#### Items
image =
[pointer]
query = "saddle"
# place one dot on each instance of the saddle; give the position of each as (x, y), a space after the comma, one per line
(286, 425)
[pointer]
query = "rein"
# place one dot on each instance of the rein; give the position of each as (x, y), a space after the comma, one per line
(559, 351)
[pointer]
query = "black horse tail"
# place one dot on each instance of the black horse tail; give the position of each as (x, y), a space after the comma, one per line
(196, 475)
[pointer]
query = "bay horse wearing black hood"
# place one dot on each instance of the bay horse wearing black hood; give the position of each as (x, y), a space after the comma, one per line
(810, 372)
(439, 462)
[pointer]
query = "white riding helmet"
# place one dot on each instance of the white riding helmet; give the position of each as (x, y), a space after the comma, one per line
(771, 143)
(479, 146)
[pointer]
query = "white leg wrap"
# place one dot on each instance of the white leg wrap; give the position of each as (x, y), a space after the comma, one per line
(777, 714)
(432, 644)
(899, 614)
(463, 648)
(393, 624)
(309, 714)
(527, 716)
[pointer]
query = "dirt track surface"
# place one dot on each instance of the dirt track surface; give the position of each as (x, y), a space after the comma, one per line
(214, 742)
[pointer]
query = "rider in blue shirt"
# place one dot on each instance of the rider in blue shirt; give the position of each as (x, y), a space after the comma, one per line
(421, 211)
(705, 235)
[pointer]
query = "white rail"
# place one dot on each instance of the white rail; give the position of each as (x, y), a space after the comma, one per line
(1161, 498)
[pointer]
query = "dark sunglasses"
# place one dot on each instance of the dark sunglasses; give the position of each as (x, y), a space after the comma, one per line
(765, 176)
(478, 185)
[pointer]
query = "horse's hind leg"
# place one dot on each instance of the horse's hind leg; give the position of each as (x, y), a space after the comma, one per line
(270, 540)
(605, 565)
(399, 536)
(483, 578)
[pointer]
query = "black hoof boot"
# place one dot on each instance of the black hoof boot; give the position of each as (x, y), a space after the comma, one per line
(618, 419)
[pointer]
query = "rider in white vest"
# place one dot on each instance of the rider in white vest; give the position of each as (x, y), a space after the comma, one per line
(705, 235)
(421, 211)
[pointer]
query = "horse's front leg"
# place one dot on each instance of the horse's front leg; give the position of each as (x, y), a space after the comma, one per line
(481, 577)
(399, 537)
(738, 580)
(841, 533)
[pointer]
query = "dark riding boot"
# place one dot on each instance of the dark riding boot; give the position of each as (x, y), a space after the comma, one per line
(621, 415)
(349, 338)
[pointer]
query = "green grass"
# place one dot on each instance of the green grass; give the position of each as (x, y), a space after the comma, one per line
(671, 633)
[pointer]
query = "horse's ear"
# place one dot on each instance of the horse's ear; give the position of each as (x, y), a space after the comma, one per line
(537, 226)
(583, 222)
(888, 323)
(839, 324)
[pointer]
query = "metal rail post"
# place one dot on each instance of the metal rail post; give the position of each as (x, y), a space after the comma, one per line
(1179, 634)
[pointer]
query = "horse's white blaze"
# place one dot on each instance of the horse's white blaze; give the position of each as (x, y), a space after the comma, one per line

#### Written instruction
Report every line in the records above that contains the word "post", copying each line in full.

#### Complete output
query = "metal rail post"
# place one dot on each instance of the metal rail post; give the position of each as (x, y), a space after the comma, one per line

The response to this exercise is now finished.